> Brief
In the listing below, can you write out the stretch from the line containing "Task: put a single marker on each instance of the moat" through the line containing "[(191, 107), (178, 107), (154, 108)]", with every line in it and the requests left unchanged? Multiply each coordinate in the answers by 1.85 and round it to a whole number, rounding halves up.

Dataset records on object locations:
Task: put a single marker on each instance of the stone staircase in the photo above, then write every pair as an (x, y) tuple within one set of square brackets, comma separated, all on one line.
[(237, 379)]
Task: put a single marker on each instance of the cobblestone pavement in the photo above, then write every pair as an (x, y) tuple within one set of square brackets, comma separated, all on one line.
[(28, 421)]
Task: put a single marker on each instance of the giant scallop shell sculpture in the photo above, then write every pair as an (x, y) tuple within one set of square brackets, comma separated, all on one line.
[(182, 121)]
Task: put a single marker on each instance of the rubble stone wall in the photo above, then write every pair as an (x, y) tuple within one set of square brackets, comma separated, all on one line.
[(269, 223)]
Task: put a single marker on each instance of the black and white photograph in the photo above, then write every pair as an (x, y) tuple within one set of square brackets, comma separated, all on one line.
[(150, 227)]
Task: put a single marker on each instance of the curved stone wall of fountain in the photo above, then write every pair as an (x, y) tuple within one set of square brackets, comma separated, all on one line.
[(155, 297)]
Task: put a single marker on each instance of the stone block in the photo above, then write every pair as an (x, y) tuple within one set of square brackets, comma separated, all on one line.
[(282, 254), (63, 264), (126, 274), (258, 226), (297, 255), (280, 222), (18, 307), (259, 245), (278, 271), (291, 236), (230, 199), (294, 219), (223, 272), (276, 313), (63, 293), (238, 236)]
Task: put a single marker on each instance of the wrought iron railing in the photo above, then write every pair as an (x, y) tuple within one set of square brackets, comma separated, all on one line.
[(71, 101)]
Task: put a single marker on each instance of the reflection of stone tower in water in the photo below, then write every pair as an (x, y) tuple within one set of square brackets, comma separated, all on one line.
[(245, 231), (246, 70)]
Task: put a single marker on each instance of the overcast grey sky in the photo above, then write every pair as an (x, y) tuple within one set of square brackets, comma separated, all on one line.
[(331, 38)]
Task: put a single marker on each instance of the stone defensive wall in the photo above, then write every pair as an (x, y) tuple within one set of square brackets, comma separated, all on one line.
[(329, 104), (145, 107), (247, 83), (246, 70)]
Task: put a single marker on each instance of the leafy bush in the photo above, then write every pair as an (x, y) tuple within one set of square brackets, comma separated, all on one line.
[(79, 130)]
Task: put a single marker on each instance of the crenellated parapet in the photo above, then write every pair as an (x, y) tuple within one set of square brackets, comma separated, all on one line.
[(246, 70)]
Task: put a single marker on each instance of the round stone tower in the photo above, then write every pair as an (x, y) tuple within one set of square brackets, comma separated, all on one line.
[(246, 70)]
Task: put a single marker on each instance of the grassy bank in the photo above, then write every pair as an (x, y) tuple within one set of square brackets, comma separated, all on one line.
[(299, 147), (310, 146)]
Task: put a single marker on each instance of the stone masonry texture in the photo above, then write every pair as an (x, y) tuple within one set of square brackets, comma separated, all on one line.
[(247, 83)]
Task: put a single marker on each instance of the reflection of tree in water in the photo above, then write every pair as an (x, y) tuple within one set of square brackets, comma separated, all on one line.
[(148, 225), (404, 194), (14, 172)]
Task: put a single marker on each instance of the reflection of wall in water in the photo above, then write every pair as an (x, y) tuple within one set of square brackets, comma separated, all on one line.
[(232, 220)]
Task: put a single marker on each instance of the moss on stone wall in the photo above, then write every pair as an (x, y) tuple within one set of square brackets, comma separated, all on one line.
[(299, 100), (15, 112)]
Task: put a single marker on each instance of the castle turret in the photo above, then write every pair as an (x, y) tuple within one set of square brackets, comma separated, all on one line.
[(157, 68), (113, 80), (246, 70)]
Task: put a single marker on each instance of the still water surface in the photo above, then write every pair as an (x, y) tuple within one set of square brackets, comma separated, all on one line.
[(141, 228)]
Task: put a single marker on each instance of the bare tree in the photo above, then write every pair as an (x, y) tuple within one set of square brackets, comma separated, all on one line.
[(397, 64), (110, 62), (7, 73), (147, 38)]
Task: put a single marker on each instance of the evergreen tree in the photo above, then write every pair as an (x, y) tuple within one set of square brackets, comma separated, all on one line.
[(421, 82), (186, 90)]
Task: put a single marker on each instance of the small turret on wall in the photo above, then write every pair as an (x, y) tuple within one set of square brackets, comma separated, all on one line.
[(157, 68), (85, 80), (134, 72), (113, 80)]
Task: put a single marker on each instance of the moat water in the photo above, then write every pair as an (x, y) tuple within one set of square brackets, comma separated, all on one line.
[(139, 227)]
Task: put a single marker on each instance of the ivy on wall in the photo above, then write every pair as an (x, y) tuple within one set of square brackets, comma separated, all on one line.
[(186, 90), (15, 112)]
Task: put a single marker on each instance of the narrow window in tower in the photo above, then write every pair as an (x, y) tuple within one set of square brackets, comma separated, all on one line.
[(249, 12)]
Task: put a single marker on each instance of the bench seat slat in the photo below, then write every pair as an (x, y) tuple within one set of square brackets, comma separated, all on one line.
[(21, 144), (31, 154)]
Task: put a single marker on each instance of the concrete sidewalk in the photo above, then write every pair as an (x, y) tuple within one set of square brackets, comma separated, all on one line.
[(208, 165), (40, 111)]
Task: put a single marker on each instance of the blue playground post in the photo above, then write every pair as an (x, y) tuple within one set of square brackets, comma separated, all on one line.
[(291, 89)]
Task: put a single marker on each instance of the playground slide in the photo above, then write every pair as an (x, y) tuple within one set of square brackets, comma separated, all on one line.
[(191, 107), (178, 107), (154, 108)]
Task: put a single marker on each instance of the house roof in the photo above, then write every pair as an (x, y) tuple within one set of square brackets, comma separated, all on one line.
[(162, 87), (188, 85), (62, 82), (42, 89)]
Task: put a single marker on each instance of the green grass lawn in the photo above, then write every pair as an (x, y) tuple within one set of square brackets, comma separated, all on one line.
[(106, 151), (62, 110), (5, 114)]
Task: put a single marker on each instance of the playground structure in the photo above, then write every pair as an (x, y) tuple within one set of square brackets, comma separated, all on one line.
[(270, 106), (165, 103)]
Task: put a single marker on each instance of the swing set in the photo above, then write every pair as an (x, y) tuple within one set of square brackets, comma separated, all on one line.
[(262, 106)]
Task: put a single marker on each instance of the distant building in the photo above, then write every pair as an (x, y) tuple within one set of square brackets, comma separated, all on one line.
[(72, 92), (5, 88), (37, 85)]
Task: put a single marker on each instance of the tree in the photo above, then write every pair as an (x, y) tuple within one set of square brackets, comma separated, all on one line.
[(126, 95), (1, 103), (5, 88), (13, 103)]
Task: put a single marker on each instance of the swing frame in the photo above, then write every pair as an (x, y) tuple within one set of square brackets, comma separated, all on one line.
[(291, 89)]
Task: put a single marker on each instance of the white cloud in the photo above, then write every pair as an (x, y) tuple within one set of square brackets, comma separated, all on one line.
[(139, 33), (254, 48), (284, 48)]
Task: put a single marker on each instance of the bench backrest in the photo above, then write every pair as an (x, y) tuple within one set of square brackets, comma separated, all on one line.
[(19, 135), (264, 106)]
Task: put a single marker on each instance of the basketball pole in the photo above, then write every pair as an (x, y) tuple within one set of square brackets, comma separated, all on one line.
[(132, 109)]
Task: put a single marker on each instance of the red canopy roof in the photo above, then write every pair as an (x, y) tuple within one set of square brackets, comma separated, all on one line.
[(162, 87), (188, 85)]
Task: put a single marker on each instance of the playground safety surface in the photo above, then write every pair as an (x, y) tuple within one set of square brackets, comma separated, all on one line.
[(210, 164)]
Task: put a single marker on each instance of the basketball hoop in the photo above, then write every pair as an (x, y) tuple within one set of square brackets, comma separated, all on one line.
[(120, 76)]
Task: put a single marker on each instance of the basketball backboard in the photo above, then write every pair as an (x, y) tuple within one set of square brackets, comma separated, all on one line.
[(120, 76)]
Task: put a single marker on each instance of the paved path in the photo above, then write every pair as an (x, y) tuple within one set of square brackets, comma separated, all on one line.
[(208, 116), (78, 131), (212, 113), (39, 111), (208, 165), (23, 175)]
* * *
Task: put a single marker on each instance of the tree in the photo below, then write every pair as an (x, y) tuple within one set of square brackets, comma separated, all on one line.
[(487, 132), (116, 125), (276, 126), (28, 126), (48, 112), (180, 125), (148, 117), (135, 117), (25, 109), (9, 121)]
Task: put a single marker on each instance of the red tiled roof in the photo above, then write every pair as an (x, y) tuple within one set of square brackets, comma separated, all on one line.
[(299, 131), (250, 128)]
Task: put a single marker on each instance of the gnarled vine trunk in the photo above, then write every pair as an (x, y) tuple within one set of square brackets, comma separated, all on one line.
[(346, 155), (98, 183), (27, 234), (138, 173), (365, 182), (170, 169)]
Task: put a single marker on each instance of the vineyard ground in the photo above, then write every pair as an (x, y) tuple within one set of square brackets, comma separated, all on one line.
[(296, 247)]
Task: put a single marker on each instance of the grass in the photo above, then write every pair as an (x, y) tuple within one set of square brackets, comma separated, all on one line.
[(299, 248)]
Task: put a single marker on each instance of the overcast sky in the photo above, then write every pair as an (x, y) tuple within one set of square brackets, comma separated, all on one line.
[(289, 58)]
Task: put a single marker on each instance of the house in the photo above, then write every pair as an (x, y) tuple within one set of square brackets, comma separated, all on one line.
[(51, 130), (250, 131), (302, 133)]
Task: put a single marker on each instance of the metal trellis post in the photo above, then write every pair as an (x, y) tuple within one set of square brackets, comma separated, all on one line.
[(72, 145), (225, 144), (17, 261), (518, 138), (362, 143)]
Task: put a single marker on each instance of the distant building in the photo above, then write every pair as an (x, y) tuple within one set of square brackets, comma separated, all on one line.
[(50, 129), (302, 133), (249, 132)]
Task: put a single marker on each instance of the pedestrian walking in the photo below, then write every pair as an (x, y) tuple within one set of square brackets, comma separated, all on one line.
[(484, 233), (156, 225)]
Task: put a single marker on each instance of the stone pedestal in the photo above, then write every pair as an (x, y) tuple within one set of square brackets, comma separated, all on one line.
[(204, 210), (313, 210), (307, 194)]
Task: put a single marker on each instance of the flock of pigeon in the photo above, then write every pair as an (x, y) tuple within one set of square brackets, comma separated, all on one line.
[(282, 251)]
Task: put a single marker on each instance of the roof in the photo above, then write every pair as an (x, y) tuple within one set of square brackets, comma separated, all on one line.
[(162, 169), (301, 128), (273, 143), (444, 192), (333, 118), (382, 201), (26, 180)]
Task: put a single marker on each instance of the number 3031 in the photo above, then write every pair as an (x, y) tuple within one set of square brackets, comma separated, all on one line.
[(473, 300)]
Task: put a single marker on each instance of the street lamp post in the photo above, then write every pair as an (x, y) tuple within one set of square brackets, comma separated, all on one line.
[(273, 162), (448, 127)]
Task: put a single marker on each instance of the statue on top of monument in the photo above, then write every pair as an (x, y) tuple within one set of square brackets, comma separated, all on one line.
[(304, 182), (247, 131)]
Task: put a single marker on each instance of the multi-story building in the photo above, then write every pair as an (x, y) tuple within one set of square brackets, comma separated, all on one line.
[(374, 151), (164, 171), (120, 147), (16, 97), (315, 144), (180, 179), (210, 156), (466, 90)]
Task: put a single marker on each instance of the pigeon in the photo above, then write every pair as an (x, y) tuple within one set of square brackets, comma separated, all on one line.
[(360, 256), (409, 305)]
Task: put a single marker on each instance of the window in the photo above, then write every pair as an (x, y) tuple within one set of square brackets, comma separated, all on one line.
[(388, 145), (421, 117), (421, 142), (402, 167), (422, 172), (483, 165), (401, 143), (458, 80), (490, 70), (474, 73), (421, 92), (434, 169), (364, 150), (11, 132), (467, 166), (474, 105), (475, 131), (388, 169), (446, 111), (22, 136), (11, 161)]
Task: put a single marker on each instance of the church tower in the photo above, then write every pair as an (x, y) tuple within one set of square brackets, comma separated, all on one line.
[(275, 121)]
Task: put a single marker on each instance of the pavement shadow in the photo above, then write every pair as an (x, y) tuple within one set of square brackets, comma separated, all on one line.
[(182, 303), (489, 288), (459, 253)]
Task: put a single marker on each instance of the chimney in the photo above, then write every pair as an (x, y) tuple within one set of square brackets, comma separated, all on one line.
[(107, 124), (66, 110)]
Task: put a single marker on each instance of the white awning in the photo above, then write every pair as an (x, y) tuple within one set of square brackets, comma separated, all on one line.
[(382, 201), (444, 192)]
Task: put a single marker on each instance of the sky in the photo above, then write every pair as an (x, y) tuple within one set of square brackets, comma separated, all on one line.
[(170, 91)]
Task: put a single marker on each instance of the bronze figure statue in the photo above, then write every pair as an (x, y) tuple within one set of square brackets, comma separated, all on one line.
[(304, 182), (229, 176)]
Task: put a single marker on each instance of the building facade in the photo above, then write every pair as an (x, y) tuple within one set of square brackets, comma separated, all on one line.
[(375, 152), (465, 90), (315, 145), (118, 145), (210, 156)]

> Exercise output
Task: put a single marker on each instance of the moat water in the photo above, then write every pair as an (x, y) tuple within one set of square brackets, comma separated, all on one line.
[(257, 420)]
Task: put a single marker on each instance of the ivy on wall in the photo above, then write every pair as an (x, y) tuple within one set of square brackets, comma separated, all on one line.
[(344, 167), (28, 207)]
Task: put a single marker on each instance of the narrow window in tower in the photo above, then write every pair as an (x, y) tuple within one set of square brackets, comma separated, all on one line.
[(461, 22)]
Task: put a single marker on each instance of the bench seat slat in the photo below, then write every pair as an (x, y) tuple within one set of square brackets, comma separated, all on one line.
[(39, 266), (57, 285)]
Task: put a single marker on each instance of the concrete sidewalk in the photo above, then write every pair as an (x, y) tuple within one set of square brackets, comma separated, all on one line.
[(385, 305), (74, 205)]
Task: put a single marker on each instance of the blue playground post in the photo above, then write every pair as an (x, y) tuple within one set of square brackets, comma separated, all on one line.
[(538, 165)]
Task: put a single marker on each instance of the playground slide in the photo above, then write every pair as an (x, y) tuple within one set of square brackets, comma separated, all on one line.
[(353, 198), (329, 198), (285, 200)]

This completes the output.